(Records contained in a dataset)
╭──
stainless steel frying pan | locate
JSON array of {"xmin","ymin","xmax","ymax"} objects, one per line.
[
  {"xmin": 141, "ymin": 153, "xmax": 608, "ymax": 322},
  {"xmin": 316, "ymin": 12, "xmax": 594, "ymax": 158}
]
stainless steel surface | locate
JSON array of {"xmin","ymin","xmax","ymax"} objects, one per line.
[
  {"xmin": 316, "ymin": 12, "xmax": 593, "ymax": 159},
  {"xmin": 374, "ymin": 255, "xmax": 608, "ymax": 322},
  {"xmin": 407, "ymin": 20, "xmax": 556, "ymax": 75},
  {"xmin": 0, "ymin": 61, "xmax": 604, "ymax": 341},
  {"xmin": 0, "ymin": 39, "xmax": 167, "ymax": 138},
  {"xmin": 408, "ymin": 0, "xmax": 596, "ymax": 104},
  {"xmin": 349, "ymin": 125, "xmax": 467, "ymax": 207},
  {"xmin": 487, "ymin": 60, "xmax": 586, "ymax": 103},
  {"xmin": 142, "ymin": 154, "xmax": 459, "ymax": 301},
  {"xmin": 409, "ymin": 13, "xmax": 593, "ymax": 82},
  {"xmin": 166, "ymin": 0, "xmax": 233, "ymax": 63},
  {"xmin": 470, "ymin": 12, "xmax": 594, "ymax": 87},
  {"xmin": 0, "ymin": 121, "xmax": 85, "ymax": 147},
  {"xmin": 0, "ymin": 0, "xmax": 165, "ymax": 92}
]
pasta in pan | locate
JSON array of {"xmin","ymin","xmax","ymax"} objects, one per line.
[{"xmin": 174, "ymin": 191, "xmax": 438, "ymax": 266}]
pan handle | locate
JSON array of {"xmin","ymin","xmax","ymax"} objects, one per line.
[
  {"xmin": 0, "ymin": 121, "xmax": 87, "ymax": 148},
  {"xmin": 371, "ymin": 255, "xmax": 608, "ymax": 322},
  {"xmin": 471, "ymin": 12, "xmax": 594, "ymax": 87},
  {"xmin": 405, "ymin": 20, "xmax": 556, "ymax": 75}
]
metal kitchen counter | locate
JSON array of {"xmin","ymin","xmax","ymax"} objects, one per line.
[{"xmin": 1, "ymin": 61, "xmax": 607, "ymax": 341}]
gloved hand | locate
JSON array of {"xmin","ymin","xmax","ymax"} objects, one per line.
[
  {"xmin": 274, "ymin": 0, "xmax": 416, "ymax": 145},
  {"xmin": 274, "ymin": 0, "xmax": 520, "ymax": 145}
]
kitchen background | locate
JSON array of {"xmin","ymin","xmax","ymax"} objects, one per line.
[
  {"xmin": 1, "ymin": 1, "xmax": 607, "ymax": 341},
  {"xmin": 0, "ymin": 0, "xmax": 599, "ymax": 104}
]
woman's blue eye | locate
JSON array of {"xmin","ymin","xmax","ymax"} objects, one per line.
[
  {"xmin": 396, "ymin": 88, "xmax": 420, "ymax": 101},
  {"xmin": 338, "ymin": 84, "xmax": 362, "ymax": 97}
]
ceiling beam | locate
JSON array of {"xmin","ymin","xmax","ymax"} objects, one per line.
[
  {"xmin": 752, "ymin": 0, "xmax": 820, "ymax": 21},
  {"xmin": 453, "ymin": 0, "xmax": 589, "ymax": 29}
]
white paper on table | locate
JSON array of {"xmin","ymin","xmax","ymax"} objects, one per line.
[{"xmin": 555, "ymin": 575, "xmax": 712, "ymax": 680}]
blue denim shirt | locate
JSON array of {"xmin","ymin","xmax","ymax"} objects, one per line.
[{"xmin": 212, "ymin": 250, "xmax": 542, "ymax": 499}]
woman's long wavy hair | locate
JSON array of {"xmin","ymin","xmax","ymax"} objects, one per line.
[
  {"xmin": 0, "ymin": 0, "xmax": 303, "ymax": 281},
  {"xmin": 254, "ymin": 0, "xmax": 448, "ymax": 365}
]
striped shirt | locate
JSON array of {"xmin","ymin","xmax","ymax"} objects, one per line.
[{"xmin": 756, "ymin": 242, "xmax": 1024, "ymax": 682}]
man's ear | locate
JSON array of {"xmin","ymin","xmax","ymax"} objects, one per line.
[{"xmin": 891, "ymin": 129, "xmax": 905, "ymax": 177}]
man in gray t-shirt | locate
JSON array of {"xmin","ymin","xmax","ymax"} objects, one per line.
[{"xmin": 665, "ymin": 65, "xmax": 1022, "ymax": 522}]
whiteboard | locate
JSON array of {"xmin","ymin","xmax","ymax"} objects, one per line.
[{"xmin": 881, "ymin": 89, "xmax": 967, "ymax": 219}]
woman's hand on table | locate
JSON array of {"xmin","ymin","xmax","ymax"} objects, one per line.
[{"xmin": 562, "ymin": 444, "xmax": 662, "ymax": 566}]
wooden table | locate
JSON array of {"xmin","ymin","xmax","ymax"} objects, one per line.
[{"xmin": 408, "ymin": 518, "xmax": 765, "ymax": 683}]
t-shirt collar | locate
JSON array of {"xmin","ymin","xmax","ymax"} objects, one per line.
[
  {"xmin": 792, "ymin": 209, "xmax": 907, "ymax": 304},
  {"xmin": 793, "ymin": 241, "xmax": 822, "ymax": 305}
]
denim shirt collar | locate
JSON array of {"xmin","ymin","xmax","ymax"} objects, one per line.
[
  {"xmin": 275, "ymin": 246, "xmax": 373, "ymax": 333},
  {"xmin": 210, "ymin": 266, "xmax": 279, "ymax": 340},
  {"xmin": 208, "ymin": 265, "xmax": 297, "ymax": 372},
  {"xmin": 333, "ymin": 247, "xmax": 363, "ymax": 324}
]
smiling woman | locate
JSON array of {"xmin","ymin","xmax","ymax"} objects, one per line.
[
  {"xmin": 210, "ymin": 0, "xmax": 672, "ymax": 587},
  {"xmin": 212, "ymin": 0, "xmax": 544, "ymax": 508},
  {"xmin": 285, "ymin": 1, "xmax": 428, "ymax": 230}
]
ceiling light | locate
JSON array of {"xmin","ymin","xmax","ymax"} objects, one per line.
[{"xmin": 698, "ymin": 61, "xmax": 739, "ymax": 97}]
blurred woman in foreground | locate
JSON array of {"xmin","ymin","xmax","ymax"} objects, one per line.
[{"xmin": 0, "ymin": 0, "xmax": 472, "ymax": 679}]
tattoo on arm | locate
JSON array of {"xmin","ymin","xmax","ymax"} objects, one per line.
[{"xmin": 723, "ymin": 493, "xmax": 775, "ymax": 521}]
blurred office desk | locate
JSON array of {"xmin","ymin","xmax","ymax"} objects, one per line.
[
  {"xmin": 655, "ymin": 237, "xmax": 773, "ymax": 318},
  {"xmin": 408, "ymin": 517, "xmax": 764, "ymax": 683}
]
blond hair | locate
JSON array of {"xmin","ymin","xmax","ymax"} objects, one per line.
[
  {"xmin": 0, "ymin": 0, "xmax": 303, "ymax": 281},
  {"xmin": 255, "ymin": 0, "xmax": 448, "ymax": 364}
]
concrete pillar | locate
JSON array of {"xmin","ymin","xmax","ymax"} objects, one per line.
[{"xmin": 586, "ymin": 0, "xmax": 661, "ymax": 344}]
╰──
WHAT IS NEEDED> Return, in full, every line of these entries that holds "stainless".

WRITTEN SOLUTION>
stainless steel frying pan | locate
stainless steel surface | locate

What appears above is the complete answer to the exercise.